## Given exercise
Copy out every line below, from the line containing "[Batch spec] Target class: muddy" down to the line containing "[[393, 84, 404, 101]]", with both of those lines included. Leave the pictures out.

## Dataset entries
begin
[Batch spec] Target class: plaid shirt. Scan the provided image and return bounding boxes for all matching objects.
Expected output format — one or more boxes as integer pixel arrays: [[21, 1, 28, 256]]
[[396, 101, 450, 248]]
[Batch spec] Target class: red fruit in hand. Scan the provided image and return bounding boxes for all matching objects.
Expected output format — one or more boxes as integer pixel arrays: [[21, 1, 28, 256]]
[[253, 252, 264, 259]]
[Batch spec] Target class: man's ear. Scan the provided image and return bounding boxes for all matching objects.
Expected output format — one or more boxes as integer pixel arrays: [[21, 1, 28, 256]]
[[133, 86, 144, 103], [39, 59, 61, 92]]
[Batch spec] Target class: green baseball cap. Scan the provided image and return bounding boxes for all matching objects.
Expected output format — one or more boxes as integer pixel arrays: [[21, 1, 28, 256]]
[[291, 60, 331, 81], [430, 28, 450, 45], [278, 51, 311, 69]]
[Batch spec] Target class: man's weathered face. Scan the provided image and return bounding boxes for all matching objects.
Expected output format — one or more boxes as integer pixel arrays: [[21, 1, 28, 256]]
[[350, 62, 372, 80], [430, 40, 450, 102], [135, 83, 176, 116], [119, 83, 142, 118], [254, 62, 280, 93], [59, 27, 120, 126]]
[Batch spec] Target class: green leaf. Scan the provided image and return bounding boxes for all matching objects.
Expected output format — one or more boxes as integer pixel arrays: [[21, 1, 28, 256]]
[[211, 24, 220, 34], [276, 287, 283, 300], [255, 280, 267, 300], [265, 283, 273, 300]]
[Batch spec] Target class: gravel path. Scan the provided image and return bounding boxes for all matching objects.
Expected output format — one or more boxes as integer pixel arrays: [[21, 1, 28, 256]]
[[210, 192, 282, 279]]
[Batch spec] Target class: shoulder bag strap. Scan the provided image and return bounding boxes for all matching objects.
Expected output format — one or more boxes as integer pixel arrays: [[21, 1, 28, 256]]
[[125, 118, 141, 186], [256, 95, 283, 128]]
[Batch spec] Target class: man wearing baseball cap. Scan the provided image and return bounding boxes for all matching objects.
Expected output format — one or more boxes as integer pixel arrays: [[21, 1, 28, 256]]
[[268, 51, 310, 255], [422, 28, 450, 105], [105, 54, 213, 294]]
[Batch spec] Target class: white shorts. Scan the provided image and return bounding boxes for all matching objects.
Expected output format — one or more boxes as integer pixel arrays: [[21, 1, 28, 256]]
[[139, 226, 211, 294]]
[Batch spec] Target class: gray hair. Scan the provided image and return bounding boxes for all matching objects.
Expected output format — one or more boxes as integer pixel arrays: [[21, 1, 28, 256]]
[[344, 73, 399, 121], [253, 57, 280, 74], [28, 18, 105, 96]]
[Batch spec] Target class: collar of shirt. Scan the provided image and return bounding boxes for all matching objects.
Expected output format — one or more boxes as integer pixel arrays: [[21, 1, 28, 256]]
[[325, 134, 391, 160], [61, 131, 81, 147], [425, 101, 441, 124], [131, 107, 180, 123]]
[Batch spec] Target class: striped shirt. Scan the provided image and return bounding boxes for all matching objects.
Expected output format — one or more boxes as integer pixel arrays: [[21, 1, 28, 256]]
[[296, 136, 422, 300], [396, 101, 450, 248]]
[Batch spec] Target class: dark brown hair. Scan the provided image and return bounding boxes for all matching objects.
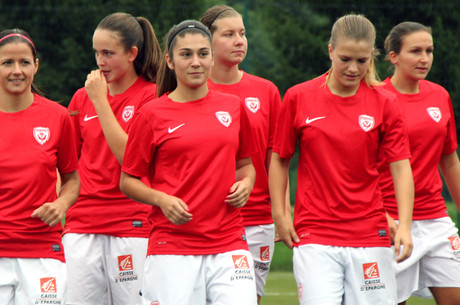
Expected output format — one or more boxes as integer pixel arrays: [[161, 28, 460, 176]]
[[96, 12, 161, 82]]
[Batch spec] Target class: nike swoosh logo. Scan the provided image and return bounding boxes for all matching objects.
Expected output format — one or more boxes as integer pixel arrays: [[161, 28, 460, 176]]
[[305, 116, 326, 124], [168, 123, 185, 133], [83, 115, 97, 122]]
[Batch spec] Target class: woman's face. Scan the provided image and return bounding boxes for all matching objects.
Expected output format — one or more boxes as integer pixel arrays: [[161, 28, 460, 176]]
[[212, 16, 248, 66], [93, 29, 137, 83], [328, 40, 374, 95], [166, 33, 213, 89], [0, 42, 38, 95], [390, 31, 434, 81]]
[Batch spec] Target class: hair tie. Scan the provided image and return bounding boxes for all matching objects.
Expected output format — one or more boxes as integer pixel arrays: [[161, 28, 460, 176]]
[[168, 24, 212, 50], [0, 33, 37, 53]]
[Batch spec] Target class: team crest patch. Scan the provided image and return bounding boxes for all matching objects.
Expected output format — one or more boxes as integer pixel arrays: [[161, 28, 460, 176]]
[[216, 111, 232, 127], [122, 106, 134, 122], [33, 127, 50, 145], [40, 277, 57, 293], [359, 114, 375, 132], [426, 107, 442, 123], [118, 254, 133, 271], [260, 246, 270, 262], [244, 97, 260, 113]]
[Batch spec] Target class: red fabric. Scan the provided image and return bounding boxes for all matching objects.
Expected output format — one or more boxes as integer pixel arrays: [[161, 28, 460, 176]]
[[64, 77, 156, 238], [273, 75, 410, 247], [380, 78, 457, 220], [122, 90, 255, 255], [0, 95, 78, 261]]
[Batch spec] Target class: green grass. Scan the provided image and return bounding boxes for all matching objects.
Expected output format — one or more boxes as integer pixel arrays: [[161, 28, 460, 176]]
[[260, 202, 459, 305]]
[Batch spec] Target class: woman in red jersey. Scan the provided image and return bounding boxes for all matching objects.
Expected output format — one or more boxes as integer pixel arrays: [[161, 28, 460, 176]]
[[0, 29, 80, 305], [380, 22, 460, 305], [120, 20, 257, 305], [201, 5, 281, 302], [63, 13, 161, 305], [269, 14, 413, 305]]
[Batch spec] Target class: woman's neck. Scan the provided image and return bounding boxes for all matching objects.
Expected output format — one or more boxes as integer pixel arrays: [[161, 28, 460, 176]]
[[391, 73, 420, 94], [168, 83, 209, 103], [0, 91, 34, 113], [210, 63, 243, 85], [107, 67, 139, 96]]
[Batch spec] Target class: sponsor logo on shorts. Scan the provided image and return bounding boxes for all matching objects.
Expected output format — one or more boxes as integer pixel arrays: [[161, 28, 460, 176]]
[[358, 114, 375, 132], [118, 254, 133, 271], [232, 255, 249, 269], [449, 235, 460, 259], [33, 127, 50, 145], [260, 246, 270, 262], [361, 262, 385, 291], [244, 97, 260, 113], [35, 277, 62, 304], [216, 111, 232, 127], [40, 277, 57, 293], [115, 254, 138, 283], [426, 107, 442, 123], [122, 106, 134, 122], [230, 255, 254, 281]]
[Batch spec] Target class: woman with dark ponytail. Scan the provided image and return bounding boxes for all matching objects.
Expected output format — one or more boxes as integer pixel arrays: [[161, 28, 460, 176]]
[[0, 29, 80, 305], [63, 13, 161, 305], [120, 20, 257, 305]]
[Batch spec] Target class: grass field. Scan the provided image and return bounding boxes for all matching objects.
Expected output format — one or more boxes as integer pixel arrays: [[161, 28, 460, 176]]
[[261, 203, 458, 305]]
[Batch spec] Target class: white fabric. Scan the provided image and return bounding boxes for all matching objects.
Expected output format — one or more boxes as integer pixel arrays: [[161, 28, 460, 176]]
[[143, 250, 257, 305], [62, 233, 148, 305], [293, 244, 396, 305]]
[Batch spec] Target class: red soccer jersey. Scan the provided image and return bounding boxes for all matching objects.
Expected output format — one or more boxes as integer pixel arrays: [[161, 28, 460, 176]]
[[208, 73, 281, 226], [64, 77, 156, 238], [273, 75, 410, 247], [380, 78, 457, 220], [122, 90, 255, 255], [0, 95, 78, 261]]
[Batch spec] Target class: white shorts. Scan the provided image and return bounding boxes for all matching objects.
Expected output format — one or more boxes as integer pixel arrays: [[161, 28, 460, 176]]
[[62, 233, 148, 305], [143, 250, 257, 305], [293, 244, 396, 305], [0, 257, 67, 305], [396, 217, 460, 302], [244, 224, 275, 296]]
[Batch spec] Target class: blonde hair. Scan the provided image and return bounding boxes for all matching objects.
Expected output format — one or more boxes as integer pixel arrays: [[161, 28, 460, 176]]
[[327, 14, 382, 87]]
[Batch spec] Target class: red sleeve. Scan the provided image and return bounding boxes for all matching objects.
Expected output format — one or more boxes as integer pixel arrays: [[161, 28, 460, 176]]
[[267, 85, 281, 148], [121, 110, 155, 177], [442, 97, 458, 155], [68, 89, 83, 157], [381, 96, 411, 163], [273, 90, 298, 158], [57, 113, 78, 174], [236, 98, 257, 160]]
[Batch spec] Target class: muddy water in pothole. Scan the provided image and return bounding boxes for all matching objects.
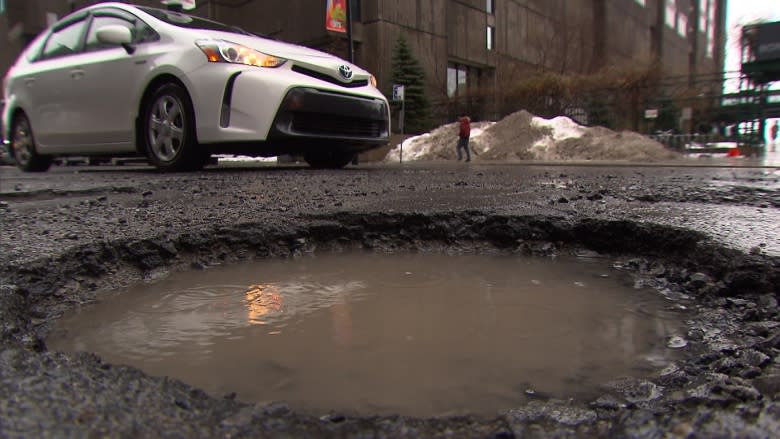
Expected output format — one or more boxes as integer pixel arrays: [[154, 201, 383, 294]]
[[47, 253, 682, 416]]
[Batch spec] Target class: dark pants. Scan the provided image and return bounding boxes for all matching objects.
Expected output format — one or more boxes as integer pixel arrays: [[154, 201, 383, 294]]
[[457, 137, 471, 162]]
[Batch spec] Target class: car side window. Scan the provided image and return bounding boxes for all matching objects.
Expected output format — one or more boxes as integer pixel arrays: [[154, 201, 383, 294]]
[[41, 20, 85, 59], [84, 15, 136, 52]]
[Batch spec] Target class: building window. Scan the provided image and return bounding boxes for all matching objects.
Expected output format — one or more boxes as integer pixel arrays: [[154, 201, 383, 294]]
[[447, 63, 472, 98], [677, 13, 688, 37], [666, 0, 677, 29], [349, 0, 363, 23]]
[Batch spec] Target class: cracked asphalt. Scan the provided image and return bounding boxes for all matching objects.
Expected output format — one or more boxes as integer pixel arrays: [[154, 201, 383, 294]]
[[0, 161, 780, 437]]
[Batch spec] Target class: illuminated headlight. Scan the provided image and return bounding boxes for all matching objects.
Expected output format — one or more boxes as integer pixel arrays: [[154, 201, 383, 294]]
[[195, 40, 287, 67]]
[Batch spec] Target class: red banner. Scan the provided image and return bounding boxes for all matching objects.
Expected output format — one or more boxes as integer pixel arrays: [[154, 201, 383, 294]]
[[325, 0, 347, 32]]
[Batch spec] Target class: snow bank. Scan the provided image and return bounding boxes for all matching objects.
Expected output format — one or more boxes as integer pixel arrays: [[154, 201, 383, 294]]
[[385, 110, 679, 162]]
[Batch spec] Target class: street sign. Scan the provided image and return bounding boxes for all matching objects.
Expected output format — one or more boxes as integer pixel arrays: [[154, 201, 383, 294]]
[[393, 84, 404, 101]]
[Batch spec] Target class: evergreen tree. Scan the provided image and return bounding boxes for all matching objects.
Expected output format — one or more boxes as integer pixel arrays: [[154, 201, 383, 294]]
[[393, 36, 431, 133]]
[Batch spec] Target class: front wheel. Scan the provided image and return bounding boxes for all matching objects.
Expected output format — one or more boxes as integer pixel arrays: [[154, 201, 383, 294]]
[[141, 83, 208, 171], [303, 151, 355, 169], [11, 114, 52, 172]]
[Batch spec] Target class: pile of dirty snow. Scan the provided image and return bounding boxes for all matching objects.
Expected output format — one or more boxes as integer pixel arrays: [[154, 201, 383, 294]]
[[385, 110, 679, 162]]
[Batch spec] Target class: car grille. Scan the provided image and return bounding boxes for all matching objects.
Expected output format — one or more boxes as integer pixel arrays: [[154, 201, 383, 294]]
[[292, 113, 384, 138], [292, 65, 368, 88]]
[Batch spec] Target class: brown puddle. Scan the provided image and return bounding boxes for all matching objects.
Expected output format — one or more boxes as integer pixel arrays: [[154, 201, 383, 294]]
[[47, 253, 682, 416]]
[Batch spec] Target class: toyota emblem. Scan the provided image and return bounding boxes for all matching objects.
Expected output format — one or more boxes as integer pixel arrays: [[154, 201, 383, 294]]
[[339, 64, 352, 80]]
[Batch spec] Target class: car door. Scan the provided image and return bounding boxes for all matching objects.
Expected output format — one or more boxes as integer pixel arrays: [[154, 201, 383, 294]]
[[20, 14, 87, 149], [71, 8, 159, 152]]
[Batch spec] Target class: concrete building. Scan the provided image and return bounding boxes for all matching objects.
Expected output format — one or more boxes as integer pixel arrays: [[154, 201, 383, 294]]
[[0, 0, 727, 127]]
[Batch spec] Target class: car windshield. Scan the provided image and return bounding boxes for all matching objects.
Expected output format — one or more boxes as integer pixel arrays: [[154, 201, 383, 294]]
[[138, 7, 253, 35]]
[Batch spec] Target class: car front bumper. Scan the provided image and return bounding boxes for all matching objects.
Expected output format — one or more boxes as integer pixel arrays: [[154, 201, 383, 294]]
[[187, 65, 390, 155]]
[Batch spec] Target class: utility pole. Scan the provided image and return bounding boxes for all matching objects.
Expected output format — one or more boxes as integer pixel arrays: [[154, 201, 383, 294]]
[[346, 0, 355, 64]]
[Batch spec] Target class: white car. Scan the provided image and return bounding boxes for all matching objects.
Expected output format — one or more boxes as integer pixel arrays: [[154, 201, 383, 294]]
[[0, 3, 390, 171]]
end
## Response to this exercise
[Batch spec] Target class: muddy water in pothole. Scan the provided image and return bounding boxes for all matching objects.
Expected output format — one or more boxes as integer pixel arrays: [[154, 201, 383, 294]]
[[47, 253, 682, 416]]
[Batch spec] Target class: dark pants. Scan the provided image and return bounding boxes for all matching objects.
Expected output format — one or more boxes as integer pixel arrays: [[154, 201, 383, 294]]
[[457, 137, 471, 162]]
[Batch spec] Target class: car side window. Scan the provided image and return bounding boxes for all matching objects.
Expected output format — one or more boxes as integer pixel arrays: [[154, 201, 383, 294]]
[[41, 20, 85, 59], [84, 15, 136, 52]]
[Batch spec] Target class: building window. Scan the provided image and return bounding boxes for all matching objects.
Expected output format — one or more boxes as integer pixel arrays: [[154, 201, 383, 294]]
[[447, 63, 472, 98], [677, 13, 688, 37], [666, 0, 677, 29], [349, 0, 363, 23]]
[Batch spec] Target class: cracked asphalt. Scan the provided image and return bounding boxes for all matching objects.
Expected output format — one or more boxes as integer pixel arrays: [[154, 201, 383, 294]]
[[0, 161, 780, 437]]
[Batch spec] Target class: illuminated headlight. Scan the provided image and return bounding boxes for all matching objects.
Expected output format — one or more boxes as integer pixel arrays: [[154, 201, 383, 294]]
[[195, 40, 287, 67]]
[Batch spec] Target class: red banner. Scan the provided image and return bounding boxes for all matching objects.
Expected output format — one or more boxes as integer pixel arrays: [[154, 201, 383, 294]]
[[325, 0, 347, 32]]
[Batch spec] Target class: snow bank. Scan the provided image and return bounding boxes for all matching objects.
Expected output format — one or more boxes as integer pixel arrays: [[154, 201, 383, 294]]
[[385, 110, 679, 162]]
[Batch spec] Target class: street sign. Scan the provided image and return bounding boxes for all matching objects.
Expected output format — one or more boxes as integer pixel arrays: [[154, 201, 383, 294]]
[[393, 84, 404, 101]]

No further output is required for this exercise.